● The exercise
Your task is to transcribe the entries below exactly, beginning with the line containing "Would you mind pinning the watch face" and ending with the final line, and to add nothing else.

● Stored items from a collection
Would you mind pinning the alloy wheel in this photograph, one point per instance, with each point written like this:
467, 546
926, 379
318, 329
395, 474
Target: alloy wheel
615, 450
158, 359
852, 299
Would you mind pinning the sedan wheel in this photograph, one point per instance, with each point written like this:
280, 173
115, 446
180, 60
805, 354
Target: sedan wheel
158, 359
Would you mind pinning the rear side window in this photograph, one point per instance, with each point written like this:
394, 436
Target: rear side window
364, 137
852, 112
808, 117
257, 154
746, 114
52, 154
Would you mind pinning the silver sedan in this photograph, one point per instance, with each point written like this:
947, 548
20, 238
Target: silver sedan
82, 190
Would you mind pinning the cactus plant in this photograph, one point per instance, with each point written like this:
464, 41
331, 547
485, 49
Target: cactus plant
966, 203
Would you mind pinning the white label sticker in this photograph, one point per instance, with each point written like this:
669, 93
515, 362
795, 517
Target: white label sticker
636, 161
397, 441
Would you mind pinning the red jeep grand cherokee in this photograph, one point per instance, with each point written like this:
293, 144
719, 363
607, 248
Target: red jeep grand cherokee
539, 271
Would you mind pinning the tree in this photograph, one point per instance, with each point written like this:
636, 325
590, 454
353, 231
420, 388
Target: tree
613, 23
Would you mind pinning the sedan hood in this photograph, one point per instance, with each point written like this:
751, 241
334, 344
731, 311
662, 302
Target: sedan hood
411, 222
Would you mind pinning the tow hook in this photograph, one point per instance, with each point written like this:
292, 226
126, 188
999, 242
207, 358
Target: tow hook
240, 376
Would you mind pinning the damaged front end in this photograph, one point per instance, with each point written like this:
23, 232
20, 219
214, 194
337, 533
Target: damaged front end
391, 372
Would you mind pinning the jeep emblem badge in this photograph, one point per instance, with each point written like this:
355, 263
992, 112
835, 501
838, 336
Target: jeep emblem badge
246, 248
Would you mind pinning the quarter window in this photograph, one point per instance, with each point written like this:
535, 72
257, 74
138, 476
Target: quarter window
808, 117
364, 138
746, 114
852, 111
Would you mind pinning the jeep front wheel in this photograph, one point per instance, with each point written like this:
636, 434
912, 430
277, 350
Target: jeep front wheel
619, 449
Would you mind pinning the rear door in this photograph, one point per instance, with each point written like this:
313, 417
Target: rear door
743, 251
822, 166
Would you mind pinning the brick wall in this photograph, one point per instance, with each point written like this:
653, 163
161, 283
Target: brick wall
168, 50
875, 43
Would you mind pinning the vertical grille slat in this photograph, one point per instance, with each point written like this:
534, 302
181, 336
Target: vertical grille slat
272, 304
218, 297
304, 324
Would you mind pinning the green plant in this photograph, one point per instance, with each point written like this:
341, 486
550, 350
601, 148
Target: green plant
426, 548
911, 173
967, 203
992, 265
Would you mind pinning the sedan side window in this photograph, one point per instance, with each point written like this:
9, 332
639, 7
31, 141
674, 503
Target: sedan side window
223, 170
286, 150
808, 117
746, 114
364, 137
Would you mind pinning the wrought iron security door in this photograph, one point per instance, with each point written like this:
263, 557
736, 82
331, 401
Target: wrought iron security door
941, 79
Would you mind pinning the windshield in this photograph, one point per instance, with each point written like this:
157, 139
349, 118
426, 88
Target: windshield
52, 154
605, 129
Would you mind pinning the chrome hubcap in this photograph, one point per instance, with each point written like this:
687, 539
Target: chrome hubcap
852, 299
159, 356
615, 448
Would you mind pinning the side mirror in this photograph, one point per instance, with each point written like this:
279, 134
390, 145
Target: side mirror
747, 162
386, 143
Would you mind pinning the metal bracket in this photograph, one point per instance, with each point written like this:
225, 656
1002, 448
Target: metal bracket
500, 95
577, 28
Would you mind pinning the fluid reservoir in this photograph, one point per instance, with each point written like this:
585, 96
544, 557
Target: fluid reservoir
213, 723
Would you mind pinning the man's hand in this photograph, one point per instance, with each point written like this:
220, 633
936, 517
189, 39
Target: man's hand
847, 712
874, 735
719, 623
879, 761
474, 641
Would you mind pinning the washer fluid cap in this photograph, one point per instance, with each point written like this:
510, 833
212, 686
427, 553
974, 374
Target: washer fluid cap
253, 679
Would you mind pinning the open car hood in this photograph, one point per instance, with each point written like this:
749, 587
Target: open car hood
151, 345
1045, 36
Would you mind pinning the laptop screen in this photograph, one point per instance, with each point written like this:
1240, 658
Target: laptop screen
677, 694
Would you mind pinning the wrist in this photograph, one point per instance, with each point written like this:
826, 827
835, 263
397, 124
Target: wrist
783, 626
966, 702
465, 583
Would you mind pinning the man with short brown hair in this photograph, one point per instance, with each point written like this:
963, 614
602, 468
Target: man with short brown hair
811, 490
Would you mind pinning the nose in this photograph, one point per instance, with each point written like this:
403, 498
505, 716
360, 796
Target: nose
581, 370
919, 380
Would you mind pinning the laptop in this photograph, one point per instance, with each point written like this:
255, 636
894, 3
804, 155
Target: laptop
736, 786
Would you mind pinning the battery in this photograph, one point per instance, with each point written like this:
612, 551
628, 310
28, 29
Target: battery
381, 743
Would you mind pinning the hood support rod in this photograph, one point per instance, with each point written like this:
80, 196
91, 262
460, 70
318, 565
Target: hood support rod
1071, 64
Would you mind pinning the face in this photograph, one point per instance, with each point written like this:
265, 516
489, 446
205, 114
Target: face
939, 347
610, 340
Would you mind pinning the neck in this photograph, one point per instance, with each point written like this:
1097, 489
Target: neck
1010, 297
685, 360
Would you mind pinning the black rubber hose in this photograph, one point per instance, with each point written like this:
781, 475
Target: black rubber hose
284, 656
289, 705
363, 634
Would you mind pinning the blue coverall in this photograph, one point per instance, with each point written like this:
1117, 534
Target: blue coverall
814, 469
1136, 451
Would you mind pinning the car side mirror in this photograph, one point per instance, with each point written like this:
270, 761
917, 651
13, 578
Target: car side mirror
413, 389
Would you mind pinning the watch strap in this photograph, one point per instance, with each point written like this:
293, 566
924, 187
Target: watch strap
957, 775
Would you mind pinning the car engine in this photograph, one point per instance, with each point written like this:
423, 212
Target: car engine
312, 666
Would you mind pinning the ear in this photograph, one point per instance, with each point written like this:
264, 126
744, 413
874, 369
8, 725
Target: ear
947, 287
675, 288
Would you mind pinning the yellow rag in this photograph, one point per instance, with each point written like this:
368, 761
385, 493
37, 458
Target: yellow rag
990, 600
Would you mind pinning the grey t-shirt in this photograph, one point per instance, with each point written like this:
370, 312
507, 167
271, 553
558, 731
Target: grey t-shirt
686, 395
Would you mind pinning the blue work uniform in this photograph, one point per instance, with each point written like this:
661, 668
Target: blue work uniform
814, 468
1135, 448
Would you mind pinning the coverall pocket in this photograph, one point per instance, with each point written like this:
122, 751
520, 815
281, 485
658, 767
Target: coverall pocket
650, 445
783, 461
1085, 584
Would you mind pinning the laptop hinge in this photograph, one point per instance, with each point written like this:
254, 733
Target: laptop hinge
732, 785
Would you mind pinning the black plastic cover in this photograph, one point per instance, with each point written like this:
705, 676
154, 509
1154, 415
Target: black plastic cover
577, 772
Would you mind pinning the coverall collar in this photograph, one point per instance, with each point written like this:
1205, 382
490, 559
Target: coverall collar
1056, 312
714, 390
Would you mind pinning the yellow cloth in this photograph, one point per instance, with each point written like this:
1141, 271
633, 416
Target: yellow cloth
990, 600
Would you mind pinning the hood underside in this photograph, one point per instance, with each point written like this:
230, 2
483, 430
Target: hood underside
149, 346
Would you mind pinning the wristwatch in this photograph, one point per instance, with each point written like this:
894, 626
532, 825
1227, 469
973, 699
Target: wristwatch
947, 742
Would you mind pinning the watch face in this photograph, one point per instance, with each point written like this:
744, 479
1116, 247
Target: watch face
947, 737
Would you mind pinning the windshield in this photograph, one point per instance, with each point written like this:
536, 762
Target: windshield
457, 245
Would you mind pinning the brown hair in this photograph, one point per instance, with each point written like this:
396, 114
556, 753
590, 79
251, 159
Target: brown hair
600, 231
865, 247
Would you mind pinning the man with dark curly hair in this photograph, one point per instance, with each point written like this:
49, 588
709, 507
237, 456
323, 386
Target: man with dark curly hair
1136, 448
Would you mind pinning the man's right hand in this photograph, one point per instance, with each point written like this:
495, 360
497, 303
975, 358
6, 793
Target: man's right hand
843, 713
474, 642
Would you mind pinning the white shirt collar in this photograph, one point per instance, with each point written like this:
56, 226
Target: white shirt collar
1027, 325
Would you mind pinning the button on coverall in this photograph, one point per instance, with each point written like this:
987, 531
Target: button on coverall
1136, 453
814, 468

● Output
Would you mind pinning the watch face in this photograph, one point per instance, with each point written like this:
744, 479
1116, 247
Target: watch face
947, 737
Would you mind pinning the windshield in this photograph, one point per instance, with each point written like this:
536, 762
Target: windshield
457, 245
Would you mind pinning the brown hair in this photograph, one point per instance, with each point written like this:
396, 114
556, 753
590, 79
251, 159
Target: brown hair
600, 231
865, 247
Would you mind pinning the man with dark curly hair in this photograph, one point per instance, with each point written like this:
49, 588
709, 507
237, 456
323, 386
Target: man with dark curly hair
1136, 448
Would you mind pinning the man's right hand in this photograph, one point per instance, with each point written like this:
495, 360
497, 303
975, 358
6, 793
Target: man's right hand
843, 713
474, 642
Would you mind pinning the white shirt collar in this photograph, one point per instance, with each point written like this:
56, 226
Target: white shirt collar
1027, 325
Would you mind pinning the button on coverall in this photograph, one point per instance, with each point written like this:
987, 531
Target: button on coverall
1136, 453
814, 468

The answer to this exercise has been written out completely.